* Description of the task
Where in the records does the word "scoop" appear? Copy each line that holds it.

* Provided entries
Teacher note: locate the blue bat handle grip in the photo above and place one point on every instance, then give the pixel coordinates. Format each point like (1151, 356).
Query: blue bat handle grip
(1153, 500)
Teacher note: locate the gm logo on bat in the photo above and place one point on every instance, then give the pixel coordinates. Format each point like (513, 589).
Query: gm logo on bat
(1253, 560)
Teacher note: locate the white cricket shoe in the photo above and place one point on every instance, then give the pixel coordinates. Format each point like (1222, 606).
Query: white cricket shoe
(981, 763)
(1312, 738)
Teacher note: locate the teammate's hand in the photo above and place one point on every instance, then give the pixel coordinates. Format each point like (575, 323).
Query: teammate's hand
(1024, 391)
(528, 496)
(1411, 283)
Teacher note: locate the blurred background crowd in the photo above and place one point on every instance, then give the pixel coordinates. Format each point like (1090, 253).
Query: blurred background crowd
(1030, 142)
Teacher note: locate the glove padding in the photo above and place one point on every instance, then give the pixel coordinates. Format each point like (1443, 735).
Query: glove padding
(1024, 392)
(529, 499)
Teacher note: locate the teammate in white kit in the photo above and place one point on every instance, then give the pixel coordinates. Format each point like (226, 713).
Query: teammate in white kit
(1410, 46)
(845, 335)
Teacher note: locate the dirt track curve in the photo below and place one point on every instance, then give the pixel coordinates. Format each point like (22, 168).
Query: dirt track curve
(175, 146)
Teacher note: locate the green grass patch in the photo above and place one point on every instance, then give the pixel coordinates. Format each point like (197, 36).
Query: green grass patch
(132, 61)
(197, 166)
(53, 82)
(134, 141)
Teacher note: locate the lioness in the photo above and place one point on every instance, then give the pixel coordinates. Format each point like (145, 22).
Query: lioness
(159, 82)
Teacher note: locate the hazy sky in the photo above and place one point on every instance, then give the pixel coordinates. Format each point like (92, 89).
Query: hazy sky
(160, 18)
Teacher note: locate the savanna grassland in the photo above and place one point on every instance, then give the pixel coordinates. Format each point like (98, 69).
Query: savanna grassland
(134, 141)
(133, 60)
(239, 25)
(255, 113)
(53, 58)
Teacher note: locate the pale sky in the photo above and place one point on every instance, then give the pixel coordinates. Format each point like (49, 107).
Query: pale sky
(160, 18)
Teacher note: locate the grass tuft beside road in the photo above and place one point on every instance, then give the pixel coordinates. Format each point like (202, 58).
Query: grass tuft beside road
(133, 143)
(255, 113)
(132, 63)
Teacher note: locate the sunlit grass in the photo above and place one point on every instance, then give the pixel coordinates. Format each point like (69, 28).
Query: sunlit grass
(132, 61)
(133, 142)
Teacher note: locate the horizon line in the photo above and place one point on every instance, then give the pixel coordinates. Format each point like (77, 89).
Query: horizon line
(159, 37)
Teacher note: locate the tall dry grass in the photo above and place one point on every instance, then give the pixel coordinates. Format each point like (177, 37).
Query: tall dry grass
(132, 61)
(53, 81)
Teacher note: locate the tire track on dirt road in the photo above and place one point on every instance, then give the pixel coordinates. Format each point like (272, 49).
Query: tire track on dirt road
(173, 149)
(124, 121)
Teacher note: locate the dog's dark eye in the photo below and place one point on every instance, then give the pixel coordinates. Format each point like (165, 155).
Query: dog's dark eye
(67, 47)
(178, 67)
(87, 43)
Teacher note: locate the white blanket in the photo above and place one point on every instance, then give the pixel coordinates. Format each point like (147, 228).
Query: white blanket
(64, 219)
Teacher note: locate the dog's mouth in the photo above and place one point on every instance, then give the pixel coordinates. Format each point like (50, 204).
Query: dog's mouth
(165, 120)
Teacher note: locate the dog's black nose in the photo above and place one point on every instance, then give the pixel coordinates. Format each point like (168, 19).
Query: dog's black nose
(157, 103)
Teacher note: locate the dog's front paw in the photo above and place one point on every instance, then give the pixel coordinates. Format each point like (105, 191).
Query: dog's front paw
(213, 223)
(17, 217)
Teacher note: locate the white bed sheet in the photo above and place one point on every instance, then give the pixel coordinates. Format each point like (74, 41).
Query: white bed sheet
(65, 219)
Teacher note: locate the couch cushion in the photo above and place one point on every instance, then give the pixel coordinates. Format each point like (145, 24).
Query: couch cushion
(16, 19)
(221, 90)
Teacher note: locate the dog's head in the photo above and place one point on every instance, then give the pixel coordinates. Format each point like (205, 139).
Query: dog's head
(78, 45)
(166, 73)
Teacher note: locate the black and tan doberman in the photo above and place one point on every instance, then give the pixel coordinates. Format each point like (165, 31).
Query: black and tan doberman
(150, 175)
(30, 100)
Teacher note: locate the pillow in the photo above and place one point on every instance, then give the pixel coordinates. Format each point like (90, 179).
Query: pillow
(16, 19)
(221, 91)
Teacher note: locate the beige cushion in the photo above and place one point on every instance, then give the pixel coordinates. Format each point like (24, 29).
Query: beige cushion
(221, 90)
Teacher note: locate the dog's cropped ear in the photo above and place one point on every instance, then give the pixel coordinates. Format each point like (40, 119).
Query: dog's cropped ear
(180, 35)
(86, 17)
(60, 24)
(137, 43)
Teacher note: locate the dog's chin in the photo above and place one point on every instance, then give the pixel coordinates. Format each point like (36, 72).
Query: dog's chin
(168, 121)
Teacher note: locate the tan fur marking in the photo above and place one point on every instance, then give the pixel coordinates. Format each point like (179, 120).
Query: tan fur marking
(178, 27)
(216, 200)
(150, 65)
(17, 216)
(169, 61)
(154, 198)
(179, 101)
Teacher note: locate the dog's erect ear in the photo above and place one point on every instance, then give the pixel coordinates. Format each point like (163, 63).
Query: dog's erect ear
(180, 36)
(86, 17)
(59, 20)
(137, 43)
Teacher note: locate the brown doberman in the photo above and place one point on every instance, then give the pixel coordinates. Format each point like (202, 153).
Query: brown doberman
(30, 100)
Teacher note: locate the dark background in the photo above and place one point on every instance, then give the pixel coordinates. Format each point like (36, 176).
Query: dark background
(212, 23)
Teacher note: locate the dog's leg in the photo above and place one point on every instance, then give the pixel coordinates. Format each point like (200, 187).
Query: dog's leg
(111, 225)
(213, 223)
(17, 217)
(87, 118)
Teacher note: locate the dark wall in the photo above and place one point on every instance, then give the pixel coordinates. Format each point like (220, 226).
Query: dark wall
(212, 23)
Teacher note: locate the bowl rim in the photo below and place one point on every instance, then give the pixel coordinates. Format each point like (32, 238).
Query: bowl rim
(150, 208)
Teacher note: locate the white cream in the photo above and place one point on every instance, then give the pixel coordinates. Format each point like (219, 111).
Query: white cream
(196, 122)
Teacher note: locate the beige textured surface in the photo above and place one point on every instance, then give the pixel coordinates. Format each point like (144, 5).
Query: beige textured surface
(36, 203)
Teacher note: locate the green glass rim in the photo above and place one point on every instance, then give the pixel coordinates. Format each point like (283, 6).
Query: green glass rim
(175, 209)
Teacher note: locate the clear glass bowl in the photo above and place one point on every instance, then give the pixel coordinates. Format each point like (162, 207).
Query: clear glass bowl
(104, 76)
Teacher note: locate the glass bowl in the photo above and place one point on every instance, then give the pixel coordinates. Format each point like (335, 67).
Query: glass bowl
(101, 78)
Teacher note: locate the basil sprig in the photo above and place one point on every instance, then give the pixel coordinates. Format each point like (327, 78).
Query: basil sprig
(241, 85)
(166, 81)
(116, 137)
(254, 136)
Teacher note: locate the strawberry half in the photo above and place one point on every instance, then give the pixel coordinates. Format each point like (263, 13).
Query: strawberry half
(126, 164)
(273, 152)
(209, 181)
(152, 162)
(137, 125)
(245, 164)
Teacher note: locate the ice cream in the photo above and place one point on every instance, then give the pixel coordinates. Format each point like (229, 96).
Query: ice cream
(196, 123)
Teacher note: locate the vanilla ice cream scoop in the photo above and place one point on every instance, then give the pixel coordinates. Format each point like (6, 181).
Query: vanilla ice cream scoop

* Expected answer
Teacher note: locate the vanilla ice cream scoop in the photo above and place one point on every instance, then give the pixel coordinates. Format each point like (6, 181).
Query: vanilla ice cream scoop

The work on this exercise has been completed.